Goal: Write the material out again exactly as it stands.
(begin)
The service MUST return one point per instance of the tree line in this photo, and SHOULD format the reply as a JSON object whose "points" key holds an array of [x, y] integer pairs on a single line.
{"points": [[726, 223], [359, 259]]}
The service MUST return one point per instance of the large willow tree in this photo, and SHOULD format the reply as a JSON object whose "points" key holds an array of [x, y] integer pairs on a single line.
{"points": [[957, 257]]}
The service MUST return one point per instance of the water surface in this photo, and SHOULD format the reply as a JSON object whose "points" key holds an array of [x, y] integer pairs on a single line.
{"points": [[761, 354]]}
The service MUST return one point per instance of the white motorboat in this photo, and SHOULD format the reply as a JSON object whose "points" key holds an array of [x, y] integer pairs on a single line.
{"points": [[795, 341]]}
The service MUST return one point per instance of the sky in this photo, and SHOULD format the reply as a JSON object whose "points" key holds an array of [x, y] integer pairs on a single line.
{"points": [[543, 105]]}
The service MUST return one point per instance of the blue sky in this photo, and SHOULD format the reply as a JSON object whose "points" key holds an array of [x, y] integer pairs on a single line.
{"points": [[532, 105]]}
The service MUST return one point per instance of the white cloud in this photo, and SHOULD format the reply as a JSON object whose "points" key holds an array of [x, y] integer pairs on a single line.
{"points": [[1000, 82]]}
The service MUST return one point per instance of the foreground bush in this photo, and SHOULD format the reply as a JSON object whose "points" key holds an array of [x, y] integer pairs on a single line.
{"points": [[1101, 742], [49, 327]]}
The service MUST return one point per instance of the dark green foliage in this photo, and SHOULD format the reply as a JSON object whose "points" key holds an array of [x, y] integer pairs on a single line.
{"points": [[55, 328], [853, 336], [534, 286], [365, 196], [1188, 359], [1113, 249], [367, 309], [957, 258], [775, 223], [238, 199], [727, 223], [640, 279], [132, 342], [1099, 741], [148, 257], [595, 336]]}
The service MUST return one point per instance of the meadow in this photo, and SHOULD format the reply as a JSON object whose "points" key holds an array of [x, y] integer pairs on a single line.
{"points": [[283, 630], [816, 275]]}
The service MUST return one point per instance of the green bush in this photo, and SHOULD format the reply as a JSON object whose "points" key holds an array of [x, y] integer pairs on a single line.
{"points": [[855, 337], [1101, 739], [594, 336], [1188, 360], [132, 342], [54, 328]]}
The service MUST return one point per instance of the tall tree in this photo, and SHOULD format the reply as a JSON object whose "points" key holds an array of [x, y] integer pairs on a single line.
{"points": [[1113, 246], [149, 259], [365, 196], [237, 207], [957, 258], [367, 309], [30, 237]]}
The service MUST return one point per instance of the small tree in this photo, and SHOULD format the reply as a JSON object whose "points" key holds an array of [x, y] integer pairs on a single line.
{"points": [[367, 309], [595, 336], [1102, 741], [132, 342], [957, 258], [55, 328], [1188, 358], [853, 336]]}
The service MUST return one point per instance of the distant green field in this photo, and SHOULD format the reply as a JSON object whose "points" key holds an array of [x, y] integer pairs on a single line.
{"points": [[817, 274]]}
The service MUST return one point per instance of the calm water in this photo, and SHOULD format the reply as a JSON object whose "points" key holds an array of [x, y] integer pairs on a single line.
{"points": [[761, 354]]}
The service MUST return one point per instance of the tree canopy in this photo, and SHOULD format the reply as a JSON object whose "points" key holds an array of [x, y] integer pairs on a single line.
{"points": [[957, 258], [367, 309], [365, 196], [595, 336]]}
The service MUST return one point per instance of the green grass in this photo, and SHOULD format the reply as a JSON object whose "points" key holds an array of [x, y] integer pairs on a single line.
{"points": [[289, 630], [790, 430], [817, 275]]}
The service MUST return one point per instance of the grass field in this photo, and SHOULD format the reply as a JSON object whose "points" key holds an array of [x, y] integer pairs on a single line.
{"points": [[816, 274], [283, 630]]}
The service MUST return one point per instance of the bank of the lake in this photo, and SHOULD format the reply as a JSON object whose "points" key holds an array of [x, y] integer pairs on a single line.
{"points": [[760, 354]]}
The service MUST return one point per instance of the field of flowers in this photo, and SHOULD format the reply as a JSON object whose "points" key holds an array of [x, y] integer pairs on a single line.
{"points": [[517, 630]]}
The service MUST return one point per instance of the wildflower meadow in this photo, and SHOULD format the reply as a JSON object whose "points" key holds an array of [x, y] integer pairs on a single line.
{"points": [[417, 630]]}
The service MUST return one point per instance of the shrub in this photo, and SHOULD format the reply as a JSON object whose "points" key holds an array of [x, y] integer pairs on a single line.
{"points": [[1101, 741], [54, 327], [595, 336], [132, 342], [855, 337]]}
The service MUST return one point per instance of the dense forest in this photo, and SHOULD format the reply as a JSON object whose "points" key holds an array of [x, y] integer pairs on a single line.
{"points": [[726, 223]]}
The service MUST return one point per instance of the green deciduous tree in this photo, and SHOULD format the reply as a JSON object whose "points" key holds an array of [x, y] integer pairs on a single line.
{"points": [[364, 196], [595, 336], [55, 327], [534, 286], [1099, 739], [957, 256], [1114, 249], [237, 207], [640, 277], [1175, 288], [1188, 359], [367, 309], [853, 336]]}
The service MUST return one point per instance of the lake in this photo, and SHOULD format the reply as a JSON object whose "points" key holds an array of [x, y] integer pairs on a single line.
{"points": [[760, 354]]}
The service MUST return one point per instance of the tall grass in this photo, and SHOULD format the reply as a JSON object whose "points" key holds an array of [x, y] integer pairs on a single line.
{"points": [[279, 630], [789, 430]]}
(end)
Correct answer:
The service MUST return one point per instance of the tree line in this photo, and SHOULD format the reply as a JSON object whose "points" key holds an array of [x, y] integer pairs on a single line.
{"points": [[726, 223], [359, 259]]}
The service MUST return one point per instance of the large willow tree in this photo, and SHOULD format the reply as a JSON object whose "points" key holds an array of [x, y] integer pairs on a single line.
{"points": [[957, 257]]}
The service MUST return one point per instance of the water surface in this photo, and SHOULD format the reply as a JSON object whose "points" key holds an array of [x, y] integer pairs on a single line.
{"points": [[761, 354]]}
The service MUST return one point per instance of the white motorboat in this photo, and SHOULD format the reply as a JSON object whose "points" key holds an array of [x, y] integer pairs on a single line.
{"points": [[795, 341]]}
The service MUST return one point per instance of the sky in this photo, and SHOULD format the reply as a JSON object whose "points" key holds an array of [x, y] integer pairs on a single line.
{"points": [[543, 105]]}
The service MUST return one point per instance of the blue sky in this photo, and SHOULD format the reply as a JSON object whose "points" key holds an array of [x, y] integer pairs on a single line.
{"points": [[532, 105]]}
The service MUST return one point per instance of the white cloud in this photo, and SHOULD format the reply as a JSON object whose "points" key holds an array of [x, y] integer pairs on a single line.
{"points": [[1000, 82]]}
The service MUST return one point per instance of the foreground bush in this photo, and SHOULD format the reply as a JSON object whose "points" key holds an array of [x, y] integer pairs on a single line.
{"points": [[1101, 742], [49, 327]]}
The service MUST return one point per instance of the dark green foliage in this photo, and SHOULD format the reply as a JSON object whose "points" key holds an array of [x, y] integer pairs on a single line.
{"points": [[55, 328], [853, 336], [534, 286], [365, 196], [1188, 359], [1113, 249], [367, 309], [957, 258], [775, 223], [238, 199], [727, 223], [640, 279], [132, 342], [1099, 741], [148, 257], [595, 336]]}
The service MUST return one point per instance of the meadow in this photo, and SHOULD format the reply as a JSON object whose "points" key holds an array of [x, y] integer pairs on a single line.
{"points": [[283, 630], [816, 275]]}
The service MUST return one point per instance of the green bush in this photo, and SHOULD format the reply as a JSON object whose "points" key holds an array of [x, y] integer pairs on a single line.
{"points": [[855, 337], [1101, 739], [594, 336], [1188, 360], [132, 342], [54, 328]]}
The service MUST return one point per instance of the tall tree in this photo, and SHOULD format the reply as a JSON object whose "points" key holds an array of [x, y] integer pairs on a single line.
{"points": [[1113, 246], [149, 259], [365, 196], [237, 207], [957, 258], [367, 309], [30, 237]]}
The service MUST return one point per instance of the small tree in this photo, and SHOULD format the reply as a JSON object whose "points" key holds an array of [x, y] integer pairs on a single line.
{"points": [[367, 309], [595, 336], [1102, 741], [132, 342], [957, 258], [55, 328], [1188, 358], [853, 336]]}
The service MUST return one point per instance of the distant green field in this photo, and SHOULD format the reply as a JSON object whose "points" key holds an array of [x, y] integer pairs on a single line.
{"points": [[817, 274]]}
The service MUST return one point per instance of the calm water in this photo, and SHOULD format the reply as a JSON object whose "points" key holds an array of [x, y] integer pairs on a single line.
{"points": [[761, 354]]}
The service MUST return one point per instance of the tree canopy in this photo, and SHOULD format the reply as a JSON object whose "points" key holds an array of [x, y] integer pairs on a single line.
{"points": [[957, 258], [367, 309], [365, 196], [595, 336]]}
The service MUST return one point per instance of the green grass in this photo, and SHOULD format the reply as a JSON object whose "points" key holds an array of [x, y] integer pairs on a single line.
{"points": [[289, 630], [790, 430], [817, 275]]}
The service MUST return one point per instance of the grass field in this photo, and SHOULD format the reply as a JSON object whose "points" key holds an array of [x, y] integer pairs on a single line.
{"points": [[816, 274], [283, 630]]}
The service MUST return one point per instance of the bank of the lake in this photo, and SHOULD format the reply as a JSON object whose "points" key holds an array of [x, y] integer pairs on a single line.
{"points": [[760, 354]]}
The service MUST return one point per instance of the field of flowers in this photo, and SHOULD format the reply as a JSON object whose "points" key holds an array of [x, y] integer pairs on a single line.
{"points": [[517, 630]]}
The service MUST return one point per instance of the wildflower meadow in this photo, and SHOULD format the reply as a JSON object whose "points" key holds an array of [x, y] integer pairs on a single line.
{"points": [[417, 630]]}
The service MUST return one point per instance of the shrub in this photo, and SHOULD format the reply as a JSON object whose "points" key holds an array of [x, y] integer pairs on a single line.
{"points": [[1101, 741], [54, 327], [595, 336], [132, 342], [855, 337]]}
The service MUST return one point per instance of the dense forest in this photo, and SHOULD format the reply as a JSON object whose "points" key holds an array of [x, y] integer pairs on a single line.
{"points": [[726, 223]]}
The service MUST return one point per instance of the green deciduous tree in this photo, and SHOULD format the reply as a JSON object whose "points" key holds an array of [x, y] integer pairs on a single line.
{"points": [[364, 196], [595, 336], [55, 327], [534, 286], [1099, 739], [957, 256], [1114, 249], [237, 207], [640, 277], [1175, 288], [1188, 359], [367, 309], [853, 336]]}
The service MUST return one point per instance of the lake in this photo, and SHOULD format the reply as a JSON object whose "points" key holds an array of [x, y] integer pairs on a single line.
{"points": [[760, 354]]}
The service MUST return one point per instance of the tall grass in this photo, and SHOULD format the reply as a JSON object whose "points" key holds an array of [x, y] integer pairs on a single line.
{"points": [[279, 630], [789, 430]]}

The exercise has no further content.